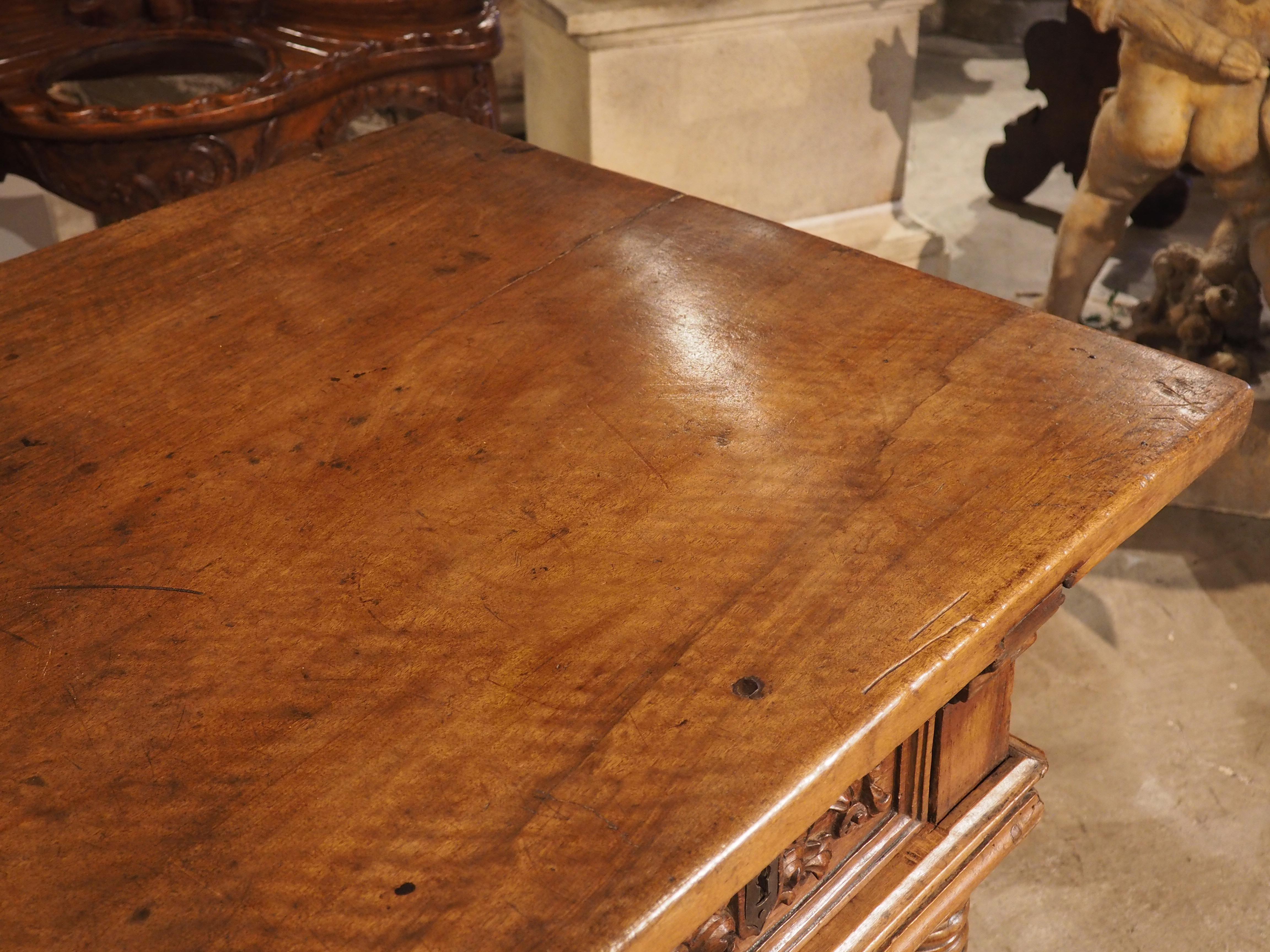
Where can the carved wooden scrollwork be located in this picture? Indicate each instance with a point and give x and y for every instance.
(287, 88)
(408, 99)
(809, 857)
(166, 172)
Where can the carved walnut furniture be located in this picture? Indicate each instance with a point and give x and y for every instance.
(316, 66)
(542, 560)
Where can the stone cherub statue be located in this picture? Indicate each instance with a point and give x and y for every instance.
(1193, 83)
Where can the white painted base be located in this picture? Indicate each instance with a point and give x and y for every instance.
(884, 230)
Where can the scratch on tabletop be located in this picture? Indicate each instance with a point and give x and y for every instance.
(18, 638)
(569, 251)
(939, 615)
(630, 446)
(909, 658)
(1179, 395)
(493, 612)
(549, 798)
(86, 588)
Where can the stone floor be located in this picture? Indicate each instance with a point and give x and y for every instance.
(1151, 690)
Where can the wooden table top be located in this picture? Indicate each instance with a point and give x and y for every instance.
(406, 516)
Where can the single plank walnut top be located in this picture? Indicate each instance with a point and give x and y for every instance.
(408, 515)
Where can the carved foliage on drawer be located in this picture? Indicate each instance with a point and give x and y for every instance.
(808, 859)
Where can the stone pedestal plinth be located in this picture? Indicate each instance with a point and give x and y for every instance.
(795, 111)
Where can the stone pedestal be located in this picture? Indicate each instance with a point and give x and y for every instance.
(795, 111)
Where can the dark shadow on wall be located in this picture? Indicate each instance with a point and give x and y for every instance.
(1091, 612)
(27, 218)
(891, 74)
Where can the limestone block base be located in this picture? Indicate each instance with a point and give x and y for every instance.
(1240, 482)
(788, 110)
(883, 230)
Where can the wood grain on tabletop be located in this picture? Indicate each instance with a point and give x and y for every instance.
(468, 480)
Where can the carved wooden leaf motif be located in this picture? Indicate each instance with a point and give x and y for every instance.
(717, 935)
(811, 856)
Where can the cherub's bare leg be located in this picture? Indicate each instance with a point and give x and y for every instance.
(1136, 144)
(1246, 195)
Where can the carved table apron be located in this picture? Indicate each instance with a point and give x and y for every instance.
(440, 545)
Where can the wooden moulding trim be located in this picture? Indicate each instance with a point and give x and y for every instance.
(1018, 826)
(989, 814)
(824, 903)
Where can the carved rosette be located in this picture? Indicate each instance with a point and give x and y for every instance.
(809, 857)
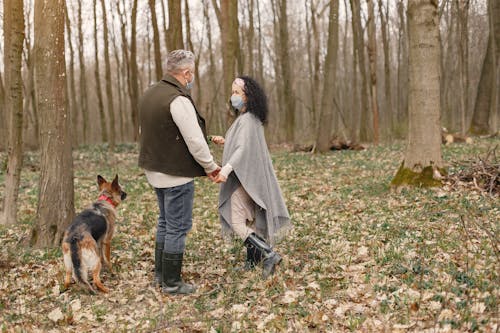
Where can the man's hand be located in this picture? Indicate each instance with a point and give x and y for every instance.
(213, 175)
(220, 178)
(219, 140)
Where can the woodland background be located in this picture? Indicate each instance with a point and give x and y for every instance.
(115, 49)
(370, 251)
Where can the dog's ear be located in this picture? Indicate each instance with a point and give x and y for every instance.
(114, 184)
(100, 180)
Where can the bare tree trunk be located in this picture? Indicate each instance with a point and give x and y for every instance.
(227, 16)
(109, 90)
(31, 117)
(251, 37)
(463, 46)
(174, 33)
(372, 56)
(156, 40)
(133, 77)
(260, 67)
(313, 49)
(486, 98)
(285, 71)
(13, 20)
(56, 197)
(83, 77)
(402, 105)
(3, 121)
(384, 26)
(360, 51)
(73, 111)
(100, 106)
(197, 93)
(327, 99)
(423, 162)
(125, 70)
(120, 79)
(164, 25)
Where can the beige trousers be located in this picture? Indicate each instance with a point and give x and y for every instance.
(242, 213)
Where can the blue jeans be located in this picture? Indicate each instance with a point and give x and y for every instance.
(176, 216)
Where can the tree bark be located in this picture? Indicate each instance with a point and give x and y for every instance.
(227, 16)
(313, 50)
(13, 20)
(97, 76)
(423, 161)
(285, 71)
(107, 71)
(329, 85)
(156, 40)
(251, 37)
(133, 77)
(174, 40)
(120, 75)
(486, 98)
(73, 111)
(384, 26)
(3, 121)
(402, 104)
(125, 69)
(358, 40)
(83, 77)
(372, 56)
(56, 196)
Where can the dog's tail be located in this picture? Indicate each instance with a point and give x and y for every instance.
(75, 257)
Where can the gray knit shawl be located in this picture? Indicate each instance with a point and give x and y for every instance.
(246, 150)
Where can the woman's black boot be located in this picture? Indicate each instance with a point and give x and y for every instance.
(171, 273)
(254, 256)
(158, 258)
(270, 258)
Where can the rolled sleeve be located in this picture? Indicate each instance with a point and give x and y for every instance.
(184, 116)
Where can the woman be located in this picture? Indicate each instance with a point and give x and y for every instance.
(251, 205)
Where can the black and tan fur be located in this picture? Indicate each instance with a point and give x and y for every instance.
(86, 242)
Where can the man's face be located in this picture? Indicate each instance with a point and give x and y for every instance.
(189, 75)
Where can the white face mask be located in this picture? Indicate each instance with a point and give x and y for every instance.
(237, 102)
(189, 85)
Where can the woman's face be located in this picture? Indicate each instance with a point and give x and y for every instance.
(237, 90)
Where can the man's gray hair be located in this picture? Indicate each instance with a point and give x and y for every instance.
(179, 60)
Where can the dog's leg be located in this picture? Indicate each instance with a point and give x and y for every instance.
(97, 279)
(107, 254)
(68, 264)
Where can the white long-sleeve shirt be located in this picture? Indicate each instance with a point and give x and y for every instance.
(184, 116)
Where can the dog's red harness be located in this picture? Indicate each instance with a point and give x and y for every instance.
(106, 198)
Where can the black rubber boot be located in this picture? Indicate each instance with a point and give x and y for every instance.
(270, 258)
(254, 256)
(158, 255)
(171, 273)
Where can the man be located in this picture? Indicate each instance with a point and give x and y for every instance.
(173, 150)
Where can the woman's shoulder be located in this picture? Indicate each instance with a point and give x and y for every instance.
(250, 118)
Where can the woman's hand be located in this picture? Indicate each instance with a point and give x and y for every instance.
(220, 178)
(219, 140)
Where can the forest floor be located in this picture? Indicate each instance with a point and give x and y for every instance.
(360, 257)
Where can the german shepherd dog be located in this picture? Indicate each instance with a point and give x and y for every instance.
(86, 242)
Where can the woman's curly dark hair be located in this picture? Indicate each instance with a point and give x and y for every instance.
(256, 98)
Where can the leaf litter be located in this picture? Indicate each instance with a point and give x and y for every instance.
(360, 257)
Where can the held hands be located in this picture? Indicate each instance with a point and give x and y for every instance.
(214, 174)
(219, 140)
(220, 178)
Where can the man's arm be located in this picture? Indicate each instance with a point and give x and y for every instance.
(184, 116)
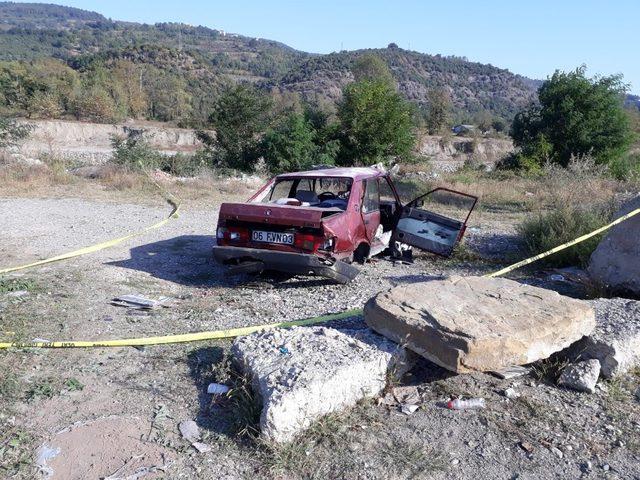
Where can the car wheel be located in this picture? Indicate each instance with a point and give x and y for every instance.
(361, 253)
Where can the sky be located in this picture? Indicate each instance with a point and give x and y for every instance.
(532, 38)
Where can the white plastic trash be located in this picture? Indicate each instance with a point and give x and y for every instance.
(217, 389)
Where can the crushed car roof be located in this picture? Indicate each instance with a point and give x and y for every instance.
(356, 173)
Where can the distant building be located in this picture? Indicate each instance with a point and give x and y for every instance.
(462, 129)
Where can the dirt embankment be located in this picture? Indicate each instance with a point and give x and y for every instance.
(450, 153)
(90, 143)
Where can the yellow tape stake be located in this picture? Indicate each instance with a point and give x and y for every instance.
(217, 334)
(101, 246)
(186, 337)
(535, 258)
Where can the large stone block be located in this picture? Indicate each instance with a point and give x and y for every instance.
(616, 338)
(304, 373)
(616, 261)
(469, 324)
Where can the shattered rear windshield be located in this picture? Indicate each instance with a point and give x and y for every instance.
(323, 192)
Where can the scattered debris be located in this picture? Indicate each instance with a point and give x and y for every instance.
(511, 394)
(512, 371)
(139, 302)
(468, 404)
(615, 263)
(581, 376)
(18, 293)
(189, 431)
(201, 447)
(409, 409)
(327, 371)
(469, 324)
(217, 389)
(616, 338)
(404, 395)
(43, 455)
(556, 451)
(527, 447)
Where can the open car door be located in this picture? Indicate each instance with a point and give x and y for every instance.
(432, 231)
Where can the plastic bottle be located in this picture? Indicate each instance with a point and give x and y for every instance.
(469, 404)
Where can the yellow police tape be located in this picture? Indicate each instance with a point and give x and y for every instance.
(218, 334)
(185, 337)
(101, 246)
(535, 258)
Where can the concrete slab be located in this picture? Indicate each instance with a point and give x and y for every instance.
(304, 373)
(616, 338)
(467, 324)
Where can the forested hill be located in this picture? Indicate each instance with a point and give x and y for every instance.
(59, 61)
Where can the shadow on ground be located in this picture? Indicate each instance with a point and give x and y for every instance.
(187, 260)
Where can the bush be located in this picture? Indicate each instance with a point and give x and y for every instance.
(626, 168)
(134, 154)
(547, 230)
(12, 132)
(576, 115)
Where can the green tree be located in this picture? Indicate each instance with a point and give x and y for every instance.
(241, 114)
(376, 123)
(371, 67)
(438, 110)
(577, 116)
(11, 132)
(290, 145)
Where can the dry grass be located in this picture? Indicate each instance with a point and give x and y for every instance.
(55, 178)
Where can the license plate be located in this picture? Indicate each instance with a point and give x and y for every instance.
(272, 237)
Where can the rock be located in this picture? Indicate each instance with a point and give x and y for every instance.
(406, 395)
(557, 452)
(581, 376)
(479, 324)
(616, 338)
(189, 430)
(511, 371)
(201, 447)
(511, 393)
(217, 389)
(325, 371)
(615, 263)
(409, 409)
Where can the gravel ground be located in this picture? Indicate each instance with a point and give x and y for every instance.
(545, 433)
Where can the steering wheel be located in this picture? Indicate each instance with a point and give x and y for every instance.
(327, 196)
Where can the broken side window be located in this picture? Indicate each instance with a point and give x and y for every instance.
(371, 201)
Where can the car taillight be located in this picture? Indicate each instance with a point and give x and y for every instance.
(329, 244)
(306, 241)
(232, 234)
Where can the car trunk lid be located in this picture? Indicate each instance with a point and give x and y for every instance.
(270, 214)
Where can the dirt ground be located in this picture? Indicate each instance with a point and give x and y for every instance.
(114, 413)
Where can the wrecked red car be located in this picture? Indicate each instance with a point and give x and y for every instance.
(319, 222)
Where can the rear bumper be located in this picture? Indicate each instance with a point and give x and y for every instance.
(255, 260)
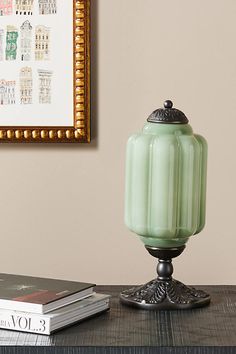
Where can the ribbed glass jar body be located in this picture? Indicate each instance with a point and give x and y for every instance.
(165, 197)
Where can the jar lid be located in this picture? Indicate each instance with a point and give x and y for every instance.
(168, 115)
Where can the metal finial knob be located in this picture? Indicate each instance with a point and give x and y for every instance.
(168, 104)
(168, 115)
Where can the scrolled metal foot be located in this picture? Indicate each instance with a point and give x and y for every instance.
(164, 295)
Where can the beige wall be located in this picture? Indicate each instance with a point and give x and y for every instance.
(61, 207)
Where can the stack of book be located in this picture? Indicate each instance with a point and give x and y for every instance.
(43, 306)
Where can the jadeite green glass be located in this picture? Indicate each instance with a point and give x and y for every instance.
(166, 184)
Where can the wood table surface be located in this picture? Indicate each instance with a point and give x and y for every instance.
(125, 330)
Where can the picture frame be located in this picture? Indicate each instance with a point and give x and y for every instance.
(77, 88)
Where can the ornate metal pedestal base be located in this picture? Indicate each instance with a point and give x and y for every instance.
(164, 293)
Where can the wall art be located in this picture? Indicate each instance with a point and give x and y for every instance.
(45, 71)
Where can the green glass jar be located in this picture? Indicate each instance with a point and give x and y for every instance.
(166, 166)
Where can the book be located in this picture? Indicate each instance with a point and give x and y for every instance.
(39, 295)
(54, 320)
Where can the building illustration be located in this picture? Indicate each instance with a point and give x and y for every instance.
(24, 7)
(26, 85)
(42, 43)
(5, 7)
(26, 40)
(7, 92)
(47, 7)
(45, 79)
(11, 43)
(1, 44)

● ● ● ● ● ● ●

→ Short task: Can you copy out the stretch of material from the line containing "Where can the book" through the end of the material, keeping the requests, but with every x and y coordinate in the answers multiplied by 1.15 and rounded to a whole number, halves going up?

→ Complete response:
Where can the book be located in this picture? Indicate each instance with a point and give x and y for every instance.
(45, 339)
(62, 368)
Where can the building illustration be located in this picture? Indicate each instance with a point and give x and y for every instance.
(28, 8)
(30, 98)
(48, 49)
(6, 8)
(30, 46)
(8, 106)
(54, 8)
(52, 91)
(13, 49)
(1, 51)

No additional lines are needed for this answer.